[Location identification items]
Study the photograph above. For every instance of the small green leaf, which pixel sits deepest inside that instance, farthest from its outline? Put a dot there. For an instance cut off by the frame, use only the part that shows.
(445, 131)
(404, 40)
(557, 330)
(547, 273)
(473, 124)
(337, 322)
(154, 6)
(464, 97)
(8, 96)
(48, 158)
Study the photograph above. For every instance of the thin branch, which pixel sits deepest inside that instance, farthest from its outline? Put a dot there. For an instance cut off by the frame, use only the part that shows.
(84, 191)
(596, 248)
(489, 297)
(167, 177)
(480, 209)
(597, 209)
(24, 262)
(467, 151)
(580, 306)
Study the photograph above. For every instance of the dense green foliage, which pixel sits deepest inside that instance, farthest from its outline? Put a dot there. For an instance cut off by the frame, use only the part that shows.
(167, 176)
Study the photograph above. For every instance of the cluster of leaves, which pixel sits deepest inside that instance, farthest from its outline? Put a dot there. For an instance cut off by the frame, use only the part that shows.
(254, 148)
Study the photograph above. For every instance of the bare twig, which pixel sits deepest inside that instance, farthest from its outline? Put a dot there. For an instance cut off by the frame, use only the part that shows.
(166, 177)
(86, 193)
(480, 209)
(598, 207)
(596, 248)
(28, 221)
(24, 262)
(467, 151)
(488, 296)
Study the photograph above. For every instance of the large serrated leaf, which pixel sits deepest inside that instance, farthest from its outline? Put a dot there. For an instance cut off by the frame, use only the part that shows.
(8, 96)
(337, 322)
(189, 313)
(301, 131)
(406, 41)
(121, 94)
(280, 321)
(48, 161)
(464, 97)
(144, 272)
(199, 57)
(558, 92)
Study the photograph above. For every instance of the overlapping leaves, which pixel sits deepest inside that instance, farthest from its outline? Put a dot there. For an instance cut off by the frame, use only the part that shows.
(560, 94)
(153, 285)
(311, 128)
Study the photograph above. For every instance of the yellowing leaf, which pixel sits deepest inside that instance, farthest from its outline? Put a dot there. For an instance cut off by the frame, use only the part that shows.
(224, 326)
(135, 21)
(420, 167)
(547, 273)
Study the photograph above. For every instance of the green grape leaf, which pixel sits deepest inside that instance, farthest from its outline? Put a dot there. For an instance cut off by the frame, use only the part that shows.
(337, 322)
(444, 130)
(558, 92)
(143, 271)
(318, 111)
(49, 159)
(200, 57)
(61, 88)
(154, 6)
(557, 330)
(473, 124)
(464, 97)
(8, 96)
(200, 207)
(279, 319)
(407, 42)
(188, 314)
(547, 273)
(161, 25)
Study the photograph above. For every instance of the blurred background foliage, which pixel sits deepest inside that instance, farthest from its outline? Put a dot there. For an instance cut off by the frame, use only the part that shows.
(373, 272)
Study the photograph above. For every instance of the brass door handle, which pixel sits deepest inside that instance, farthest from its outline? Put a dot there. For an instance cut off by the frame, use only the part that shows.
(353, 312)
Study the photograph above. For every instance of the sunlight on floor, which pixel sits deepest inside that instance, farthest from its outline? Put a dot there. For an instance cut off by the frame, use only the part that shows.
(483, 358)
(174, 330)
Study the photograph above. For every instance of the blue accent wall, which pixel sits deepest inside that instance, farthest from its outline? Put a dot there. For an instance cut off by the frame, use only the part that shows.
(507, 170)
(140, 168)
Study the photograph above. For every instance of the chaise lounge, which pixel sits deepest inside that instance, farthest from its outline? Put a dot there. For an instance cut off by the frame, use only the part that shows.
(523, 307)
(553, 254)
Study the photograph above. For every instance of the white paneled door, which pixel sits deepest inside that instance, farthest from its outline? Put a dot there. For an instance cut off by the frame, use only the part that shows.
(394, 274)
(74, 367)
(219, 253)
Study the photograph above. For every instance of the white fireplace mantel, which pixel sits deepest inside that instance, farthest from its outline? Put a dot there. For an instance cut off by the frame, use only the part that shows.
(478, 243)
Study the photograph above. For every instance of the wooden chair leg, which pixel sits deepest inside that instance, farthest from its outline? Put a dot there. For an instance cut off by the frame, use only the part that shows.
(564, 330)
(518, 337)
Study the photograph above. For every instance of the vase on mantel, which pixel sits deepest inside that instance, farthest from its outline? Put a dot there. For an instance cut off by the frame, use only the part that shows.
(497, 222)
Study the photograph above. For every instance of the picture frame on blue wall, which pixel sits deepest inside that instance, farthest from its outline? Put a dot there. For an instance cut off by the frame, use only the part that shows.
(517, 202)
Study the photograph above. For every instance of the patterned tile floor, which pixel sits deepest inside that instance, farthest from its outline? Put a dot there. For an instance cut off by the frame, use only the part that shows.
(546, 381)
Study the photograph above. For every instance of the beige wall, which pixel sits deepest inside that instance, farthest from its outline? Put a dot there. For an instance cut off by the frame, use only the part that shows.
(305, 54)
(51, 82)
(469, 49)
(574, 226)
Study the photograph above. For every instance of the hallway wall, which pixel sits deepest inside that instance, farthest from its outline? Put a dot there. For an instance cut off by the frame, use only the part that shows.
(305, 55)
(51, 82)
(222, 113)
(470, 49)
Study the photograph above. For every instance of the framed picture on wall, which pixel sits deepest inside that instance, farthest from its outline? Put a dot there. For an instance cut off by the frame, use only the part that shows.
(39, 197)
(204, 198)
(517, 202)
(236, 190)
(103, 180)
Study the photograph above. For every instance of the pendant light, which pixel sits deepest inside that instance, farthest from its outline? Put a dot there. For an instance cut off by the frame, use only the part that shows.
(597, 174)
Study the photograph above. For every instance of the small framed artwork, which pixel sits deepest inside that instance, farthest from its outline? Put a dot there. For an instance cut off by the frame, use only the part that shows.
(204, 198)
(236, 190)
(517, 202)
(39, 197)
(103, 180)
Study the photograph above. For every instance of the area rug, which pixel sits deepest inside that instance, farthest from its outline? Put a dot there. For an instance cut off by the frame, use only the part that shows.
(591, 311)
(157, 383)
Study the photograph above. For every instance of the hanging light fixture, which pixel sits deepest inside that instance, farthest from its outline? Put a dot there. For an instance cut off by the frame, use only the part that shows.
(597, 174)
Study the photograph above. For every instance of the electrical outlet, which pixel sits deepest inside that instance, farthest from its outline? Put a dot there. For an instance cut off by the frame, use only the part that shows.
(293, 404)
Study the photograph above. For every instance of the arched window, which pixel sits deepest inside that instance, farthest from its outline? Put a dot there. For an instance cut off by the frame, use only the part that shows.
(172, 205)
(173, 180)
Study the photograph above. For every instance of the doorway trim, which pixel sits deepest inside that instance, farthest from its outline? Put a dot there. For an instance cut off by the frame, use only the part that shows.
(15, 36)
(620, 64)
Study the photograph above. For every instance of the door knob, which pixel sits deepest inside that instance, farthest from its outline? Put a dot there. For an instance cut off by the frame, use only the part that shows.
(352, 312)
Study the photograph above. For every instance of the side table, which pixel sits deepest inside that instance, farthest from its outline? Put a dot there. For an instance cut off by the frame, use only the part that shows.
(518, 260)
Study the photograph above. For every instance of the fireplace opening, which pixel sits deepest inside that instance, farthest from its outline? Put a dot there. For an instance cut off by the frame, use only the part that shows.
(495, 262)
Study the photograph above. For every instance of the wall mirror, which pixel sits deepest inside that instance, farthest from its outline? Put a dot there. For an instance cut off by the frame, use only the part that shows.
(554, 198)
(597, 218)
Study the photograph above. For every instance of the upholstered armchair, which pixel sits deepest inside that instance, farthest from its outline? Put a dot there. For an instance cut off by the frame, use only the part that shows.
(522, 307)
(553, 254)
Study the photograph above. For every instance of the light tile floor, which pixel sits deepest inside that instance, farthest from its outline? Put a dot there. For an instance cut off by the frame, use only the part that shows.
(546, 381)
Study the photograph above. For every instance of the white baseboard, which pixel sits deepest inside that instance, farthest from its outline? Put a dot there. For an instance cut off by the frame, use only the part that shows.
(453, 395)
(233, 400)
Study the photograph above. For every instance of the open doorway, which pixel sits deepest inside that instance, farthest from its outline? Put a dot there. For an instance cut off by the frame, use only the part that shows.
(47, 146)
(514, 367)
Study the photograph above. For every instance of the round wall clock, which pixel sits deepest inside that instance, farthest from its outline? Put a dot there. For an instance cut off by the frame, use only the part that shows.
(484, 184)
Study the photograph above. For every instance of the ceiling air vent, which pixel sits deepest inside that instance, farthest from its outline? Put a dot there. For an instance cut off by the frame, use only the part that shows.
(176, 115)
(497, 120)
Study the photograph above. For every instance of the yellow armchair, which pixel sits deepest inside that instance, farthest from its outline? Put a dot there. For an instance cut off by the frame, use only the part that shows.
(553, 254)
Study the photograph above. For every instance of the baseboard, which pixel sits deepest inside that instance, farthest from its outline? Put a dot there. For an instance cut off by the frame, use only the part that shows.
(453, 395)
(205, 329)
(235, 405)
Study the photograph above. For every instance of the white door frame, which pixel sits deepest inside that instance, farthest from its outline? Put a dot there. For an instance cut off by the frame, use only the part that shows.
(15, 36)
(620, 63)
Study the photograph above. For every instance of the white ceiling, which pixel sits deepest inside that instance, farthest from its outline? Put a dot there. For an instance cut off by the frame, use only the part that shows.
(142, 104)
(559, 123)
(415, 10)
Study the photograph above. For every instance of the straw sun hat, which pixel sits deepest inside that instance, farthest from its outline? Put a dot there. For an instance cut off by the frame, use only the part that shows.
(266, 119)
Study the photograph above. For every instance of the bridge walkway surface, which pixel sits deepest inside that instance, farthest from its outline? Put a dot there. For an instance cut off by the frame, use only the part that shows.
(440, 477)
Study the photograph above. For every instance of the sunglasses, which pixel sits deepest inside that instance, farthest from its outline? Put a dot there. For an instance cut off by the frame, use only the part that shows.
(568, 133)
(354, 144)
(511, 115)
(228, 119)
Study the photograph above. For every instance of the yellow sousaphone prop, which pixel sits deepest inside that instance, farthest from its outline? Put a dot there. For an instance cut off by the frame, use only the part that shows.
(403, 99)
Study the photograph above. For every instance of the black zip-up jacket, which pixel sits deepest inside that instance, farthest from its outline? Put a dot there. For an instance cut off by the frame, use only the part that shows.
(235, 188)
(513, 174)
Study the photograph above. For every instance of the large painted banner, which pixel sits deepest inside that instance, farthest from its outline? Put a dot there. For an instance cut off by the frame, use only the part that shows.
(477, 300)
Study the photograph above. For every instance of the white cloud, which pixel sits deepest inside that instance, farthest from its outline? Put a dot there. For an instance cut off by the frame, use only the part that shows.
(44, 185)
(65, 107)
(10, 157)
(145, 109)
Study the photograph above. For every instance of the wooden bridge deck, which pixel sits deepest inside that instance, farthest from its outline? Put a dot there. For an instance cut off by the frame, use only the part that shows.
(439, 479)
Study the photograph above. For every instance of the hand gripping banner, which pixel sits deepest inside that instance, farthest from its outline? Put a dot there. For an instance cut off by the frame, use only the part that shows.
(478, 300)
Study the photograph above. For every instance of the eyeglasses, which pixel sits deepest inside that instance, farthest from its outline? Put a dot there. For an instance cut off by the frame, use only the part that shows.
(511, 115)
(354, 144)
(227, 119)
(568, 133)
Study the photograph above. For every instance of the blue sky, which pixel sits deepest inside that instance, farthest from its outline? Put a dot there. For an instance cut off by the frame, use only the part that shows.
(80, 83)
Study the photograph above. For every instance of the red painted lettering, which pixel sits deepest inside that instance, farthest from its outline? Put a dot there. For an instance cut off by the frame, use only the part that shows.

*What is asked*
Reproduce exactly the lines from the one with "the large painted" through the end of the entries above, both ends included.

*Answer to the problem*
Study the photograph above. For every instance of the large painted banner, which pixel sits deepest inside that instance, farthest from its outline? Put a dot there. For an instance cut off by the frame, use only the part that shows.
(477, 300)
Study the photograph above. For every instance of the white cloud, which pixel sits deepest inside that instance, farthest from its outline? Put a dot there. For an instance cut off by the frame, use only the part that shows.
(44, 185)
(65, 107)
(10, 157)
(145, 109)
Study the photograph above. For every instance of the wooden bridge deck, which pixel sits deepest inside that instance, farthest from its outline? Put a dot there. For an instance cut off by the frame, use only the part that shows.
(439, 479)
Study the photograph above. For every instance of the hand gripping banner, which pixel sits deepest inside that instance, farthest from its outline? Put a dot there. For an instance cut off by the frame, use only the part that shows.
(478, 300)
Study the photograph above. For every instance of the eyeglasses, which pixel sits deepest inside that instance, farthest from its outline? Put a dot there. For an instance cut off by the frame, use only the part that shows.
(511, 115)
(354, 144)
(227, 119)
(568, 133)
Study the photograph above. For every instance of the blue sky, which pixel sits deepest inside that instance, farthest from its outline? Put a dot there. For an instance cut off by the frame, use only the part that shows.
(80, 83)
Study the photograph above. For every instance of the red painted lettering, which pixel sits deepest inside that instance, farthest from its outline? Put a dot there. For an instance cut off by the frame, use only the part that shows.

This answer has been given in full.